▶ [Written instruction 1]:
Copy, word for word, the stretch of the Revenue Act 1869 passage from "Status: Repealed" through "the United Kingdom.".

▶ [Supplied passage]:

Revenue Act 1869
- Parliament of the United Kingdom
- Long title: An Act to grant certain Duties of Customs and Inland Revenue, and to repeal and alter other Duties of Customs and Inland Revenue.
- Citation: 32 & 33 Vict. c. 14
- Territorial extent: United Kingdom

Dates
- Royal assent: 24 June 1869
- Commencement: 24 June 1869
- Repealed: 1 January 1953

Other legislation
- Amends: See § Repealed enactments
- Repeals/revokes: See § Repealed enactments
- Amended by: Customs and Inland Revenue Act 1874;
- Repealed by: Customs and Excise Act 1952

Status: Repealed

Text of statute as originally enacted

= Revenue Act 1869 =

Act of the Parliament of the United Kingdom

The Revenue Act 1869 (32 & 33 Vict. c. 14) was an act of the Parliament of the United Kingdom that granted certain duties of customs and inland revenue, and repealed and altered other duties of customs and inland revenue, in the United Kingdom.

== Provisions ==
The act granted duties of customs on tea and beer (schedule (A.)) and duties of income tax, land tax and inhabited house duty (schedule (B.)), and abolished the customs duties on corn, grain, meal and flour and other similar articles. It also repealed the percentage duty on fire insurances, the excise licence for the sale of tea, coffee, cocoa nuts, chocolate and pepper, and a substantial body of earlier enactments relating to assessed taxes and excise duties.

=== Repealed enactments ===
Sections 12, 14 and 39 of the act repealed 67 enactments, listed in schedules (C.), (D.) and (E.) to the act, respectively.

▶ [Material supplied]:
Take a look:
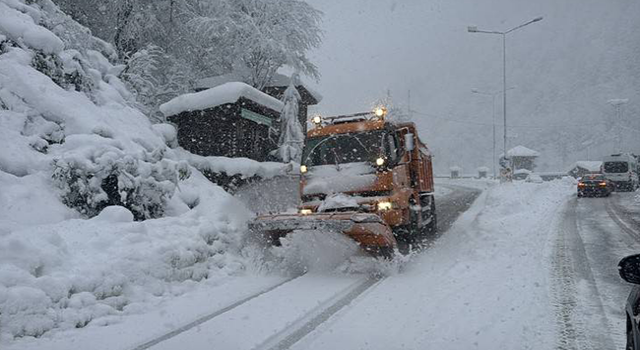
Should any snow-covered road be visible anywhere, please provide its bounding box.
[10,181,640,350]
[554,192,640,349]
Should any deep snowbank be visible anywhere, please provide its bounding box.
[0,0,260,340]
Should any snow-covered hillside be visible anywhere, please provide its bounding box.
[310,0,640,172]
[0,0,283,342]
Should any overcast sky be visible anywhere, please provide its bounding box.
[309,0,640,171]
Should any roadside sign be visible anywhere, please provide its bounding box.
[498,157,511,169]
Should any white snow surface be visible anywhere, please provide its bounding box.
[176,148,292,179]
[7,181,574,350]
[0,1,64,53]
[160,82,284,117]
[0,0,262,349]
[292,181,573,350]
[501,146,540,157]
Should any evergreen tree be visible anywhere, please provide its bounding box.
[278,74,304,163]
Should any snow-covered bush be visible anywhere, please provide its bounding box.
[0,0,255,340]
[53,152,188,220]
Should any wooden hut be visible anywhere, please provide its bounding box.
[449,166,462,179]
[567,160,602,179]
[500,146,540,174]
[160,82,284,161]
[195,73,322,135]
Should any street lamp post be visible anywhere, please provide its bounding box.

▶ [Written instruction 2]:
How many rows contain the word "Should"? Reply with the number alone.

▶ [Task result 1]:
Status: Repealed

Text of statute as originally enacted

= Revenue Act 1869 =

Act of the Parliament of the United Kingdom

The Revenue Act 1869 (32 & 33 Vict. c. 14) was an act of the Parliament of the United Kingdom that granted certain duties of customs and inland revenue, and repealed and altered other duties of customs and inland revenue, in the United Kingdom.

▶ [Task result 2]:
10